▶ TEXTAUSZUG:
^^^^
Näheres zu einigen vernachlässigten und relevanten Themen findet man auf der Website: Der blinde Fleck der "Initiative Nachrichtenaufklärung. Allerdings sollte man auch den Meldungen, die dort behandelt werden, gegenüber kritisch sein.

Der Vollständigkeit halber:
Auf Platz eins der vernachlässigten und relevanten Themen wählte die Jury der "Initiative Nachrichtenaufklärung" das Thema: Absprachen über Terminierungsentgelte im deutschen Handynetz. (Ein Problem, das von der intensiven Mediendebatten über zu hohe Roaminggebühren überdeckt wurde.)
2. - Politiker behindern Ombudsstellen
3. - Qualitätsverluste im Journalismus.
4. - Chemikalien gefährden die Fruchtbarkeit - eine "tickende Zeitbombe"?
^^^^
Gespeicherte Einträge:

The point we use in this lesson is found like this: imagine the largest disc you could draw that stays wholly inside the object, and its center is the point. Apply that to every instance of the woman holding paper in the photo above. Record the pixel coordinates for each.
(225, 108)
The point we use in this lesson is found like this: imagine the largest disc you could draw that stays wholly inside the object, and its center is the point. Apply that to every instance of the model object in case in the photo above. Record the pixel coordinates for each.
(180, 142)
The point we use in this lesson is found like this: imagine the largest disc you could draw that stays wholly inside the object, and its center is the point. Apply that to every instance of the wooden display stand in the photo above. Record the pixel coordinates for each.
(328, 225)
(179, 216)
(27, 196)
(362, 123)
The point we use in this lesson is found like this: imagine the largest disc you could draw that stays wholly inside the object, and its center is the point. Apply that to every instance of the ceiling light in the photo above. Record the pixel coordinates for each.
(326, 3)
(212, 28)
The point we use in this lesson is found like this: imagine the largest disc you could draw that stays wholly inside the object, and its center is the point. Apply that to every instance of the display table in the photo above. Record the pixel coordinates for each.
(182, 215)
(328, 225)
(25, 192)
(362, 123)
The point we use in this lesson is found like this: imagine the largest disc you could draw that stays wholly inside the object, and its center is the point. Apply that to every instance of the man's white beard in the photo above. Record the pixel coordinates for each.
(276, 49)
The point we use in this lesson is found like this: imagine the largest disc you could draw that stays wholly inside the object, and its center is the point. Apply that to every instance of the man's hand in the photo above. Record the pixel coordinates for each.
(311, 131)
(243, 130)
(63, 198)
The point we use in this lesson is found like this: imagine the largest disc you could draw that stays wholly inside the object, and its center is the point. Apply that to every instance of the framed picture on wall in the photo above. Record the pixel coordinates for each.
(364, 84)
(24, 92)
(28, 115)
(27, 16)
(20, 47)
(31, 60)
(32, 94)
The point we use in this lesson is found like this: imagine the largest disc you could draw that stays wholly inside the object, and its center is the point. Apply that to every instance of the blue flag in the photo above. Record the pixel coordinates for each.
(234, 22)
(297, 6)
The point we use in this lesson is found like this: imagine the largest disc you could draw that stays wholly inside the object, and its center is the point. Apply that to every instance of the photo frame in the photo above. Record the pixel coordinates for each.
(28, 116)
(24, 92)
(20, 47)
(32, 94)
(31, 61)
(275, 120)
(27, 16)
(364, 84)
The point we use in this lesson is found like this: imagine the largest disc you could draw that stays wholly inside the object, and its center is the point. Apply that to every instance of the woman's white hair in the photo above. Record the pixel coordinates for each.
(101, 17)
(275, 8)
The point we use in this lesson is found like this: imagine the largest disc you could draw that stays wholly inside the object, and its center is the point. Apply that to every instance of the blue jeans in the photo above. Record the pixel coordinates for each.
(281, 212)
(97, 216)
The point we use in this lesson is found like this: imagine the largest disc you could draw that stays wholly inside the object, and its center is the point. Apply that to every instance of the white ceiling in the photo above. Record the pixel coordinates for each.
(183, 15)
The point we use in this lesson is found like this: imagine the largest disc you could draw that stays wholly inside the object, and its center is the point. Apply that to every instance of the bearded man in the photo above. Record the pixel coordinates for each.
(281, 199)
^^^^
▶ DEINE AUFGABEN:
#1 Warum ist das Thema auf Platz eins laut dem Text über vernachlässigte Nachrichtenthemen zu kurz gekommen? Antworte in ein bis drei Sätzen.
#2 Schreib den Text über vernachlässigte Nachrichtenthemen nach dem letzten Listenpunkt weiter.

▶ SCHRIFTLICHE ANTWORTEN:
#1 Die Absprachen über Terminierungsentgelte im deutschen Handynetz wurden von der intensiven Mediendebatte über zu hohe Roaminggebühren überdeckt.

#2
5. - Städte kippen den Baumschutz
6. - Die Schweiz beschließt neue Atomkraftwerke
7. - Fragwürdige Geschäfte der WestLB
8. - Bundestag debattiert erstmals über Entschädigung für deutsche Kolonialverbrechen - und keiner berichtet
Wobei einiger dieser Themen inzwischen nicht mehr verschwiegen werden - z. B. die fragwürdigen Geschäfte der WestLB.

Donnerstag, 21. Februar 2008

Ein gerapter Kommentar zur Musikindustrie

Rap gehört zu den wenigen Musikrichtungen, bei denen fast alles vom Text abhängt. Jedenfalls früher und jedenfalls beim deutschsprachigen Rap. Tatsächlich verdanken Bands wie die "Fantastischen Vier" oder "Fettes Brot" ihren Einstieg in den "kulturellen Mainstream" der Qualität ihrer Texte. Im Rap gab es etwas, was im Deutschland der Nach-Kohl-Ära eher selten ist: Lieder mit sozialkritischen Texten und kommerziellem Erfolg. (Bekanntes Beispiel: "Weck Mich ..." von Sammy De Luxe.)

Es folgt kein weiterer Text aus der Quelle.